(Work to be completed):
Print only the closing part of the entries. It starts at the line containing "mind finding the black" and includes the final line, exactly as written.
-- Opening Marker --
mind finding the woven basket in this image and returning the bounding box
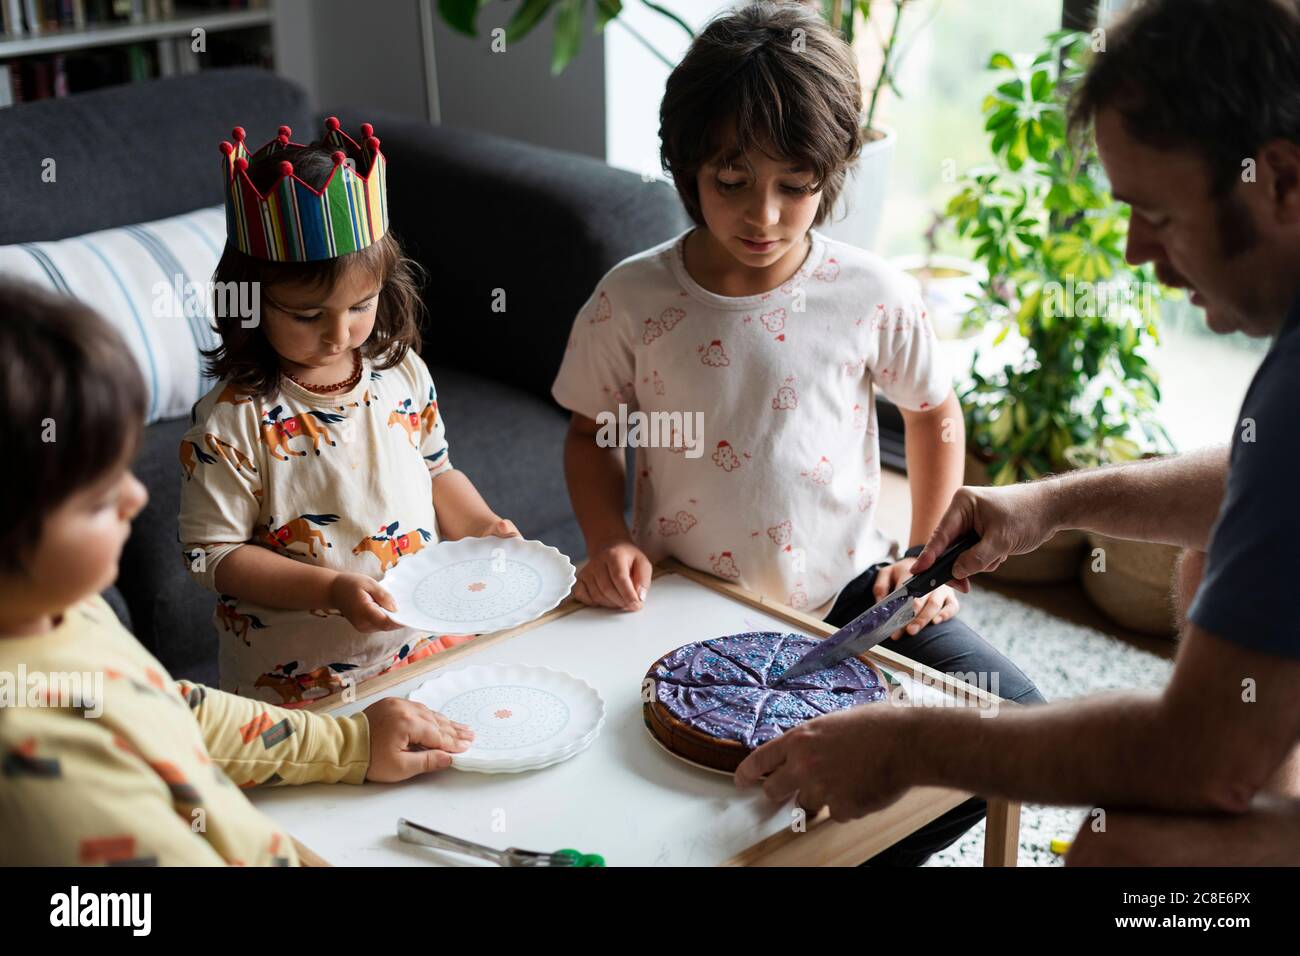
[1079,532,1180,637]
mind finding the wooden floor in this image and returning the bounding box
[878,468,1178,662]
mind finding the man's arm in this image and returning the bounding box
[899,391,965,548]
[1050,445,1229,550]
[914,445,1229,585]
[899,622,1300,812]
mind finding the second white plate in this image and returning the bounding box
[408,664,606,773]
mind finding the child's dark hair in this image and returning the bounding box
[659,1,864,228]
[0,279,146,574]
[205,141,424,398]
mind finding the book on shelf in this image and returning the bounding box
[0,0,271,107]
[1,0,261,38]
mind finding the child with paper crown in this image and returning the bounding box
[180,117,518,706]
[0,278,472,865]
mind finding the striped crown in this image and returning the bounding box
[219,116,389,262]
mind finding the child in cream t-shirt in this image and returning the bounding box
[552,1,1044,868]
[553,229,939,616]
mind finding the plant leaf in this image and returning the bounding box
[551,0,583,75]
[438,0,481,36]
[507,0,559,42]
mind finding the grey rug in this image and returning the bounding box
[920,586,1176,867]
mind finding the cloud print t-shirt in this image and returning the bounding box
[552,229,952,613]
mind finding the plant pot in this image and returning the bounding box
[821,125,897,252]
[1079,533,1180,637]
[893,254,986,340]
[963,451,1087,585]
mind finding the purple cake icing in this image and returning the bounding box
[651,631,887,749]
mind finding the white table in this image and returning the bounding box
[250,563,1019,866]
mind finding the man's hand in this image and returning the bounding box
[574,538,652,611]
[734,706,912,822]
[329,572,405,633]
[871,558,959,638]
[363,697,474,782]
[911,482,1063,591]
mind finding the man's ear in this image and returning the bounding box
[1256,138,1300,225]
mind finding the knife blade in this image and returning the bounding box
[775,531,980,683]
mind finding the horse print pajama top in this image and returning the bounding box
[179,348,465,706]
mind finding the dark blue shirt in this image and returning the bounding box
[1188,291,1300,656]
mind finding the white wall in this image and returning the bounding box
[430,0,607,158]
[604,1,733,175]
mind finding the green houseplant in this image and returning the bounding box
[944,29,1174,487]
[943,29,1180,598]
[436,1,911,98]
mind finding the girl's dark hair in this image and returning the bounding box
[204,141,424,398]
[1070,0,1300,197]
[659,0,864,228]
[0,279,147,574]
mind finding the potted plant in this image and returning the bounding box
[941,29,1178,589]
[436,0,920,249]
[816,0,916,251]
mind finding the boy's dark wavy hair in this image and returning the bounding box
[204,140,424,398]
[659,0,864,228]
[0,279,147,574]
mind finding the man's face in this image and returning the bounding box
[1095,106,1282,338]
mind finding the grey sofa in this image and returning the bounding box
[0,67,687,684]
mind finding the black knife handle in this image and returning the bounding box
[904,530,981,596]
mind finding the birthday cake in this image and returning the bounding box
[643,631,888,772]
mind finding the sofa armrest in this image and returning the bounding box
[325,111,690,401]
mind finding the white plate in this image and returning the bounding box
[408,664,605,773]
[381,536,575,634]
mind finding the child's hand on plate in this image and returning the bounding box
[473,516,520,538]
[362,697,474,781]
[329,571,405,633]
[871,558,960,639]
[575,538,652,612]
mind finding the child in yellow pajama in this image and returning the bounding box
[0,279,471,866]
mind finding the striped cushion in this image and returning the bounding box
[0,206,228,423]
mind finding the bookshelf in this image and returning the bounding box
[0,1,276,107]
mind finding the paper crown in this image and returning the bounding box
[219,116,389,262]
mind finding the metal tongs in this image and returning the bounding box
[397,818,604,867]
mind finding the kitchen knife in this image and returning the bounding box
[776,531,981,683]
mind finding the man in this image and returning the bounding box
[735,0,1300,865]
-- Closing Marker --
(Exercise answer):
mind finding the black knife handle in this image and returning the bounding box
[904,530,981,596]
mind finding the birthday cake in this image and returning the bounding box
[643,631,888,772]
mind finding the sofa armrest in this image and returning the bounding box
[325,111,690,401]
mind finding the white plate in this image and returning the bounding box
[408,664,605,773]
[381,536,575,634]
mind finding the child's hand on plate in this image and returning the bounding box
[473,516,520,538]
[362,697,474,781]
[329,571,405,633]
[871,558,960,639]
[575,538,652,612]
mind finding the child in yellow pajama in this image and returning the bounding box
[0,279,471,866]
mind finding the striped cushion in this image and returning the bounding box
[0,206,228,423]
mind finding the bookshelf in this image and returning the bounding box
[0,1,276,107]
mind finding the paper crown in this image and returning the bounding box
[219,116,389,262]
mind finding the metal tongs in this image and returning the bounding box
[397,818,604,867]
mind finding the kitchen knife in this image and returning the bounding box
[776,531,981,683]
mind finding the man in this image and returning the bounding box
[735,0,1300,865]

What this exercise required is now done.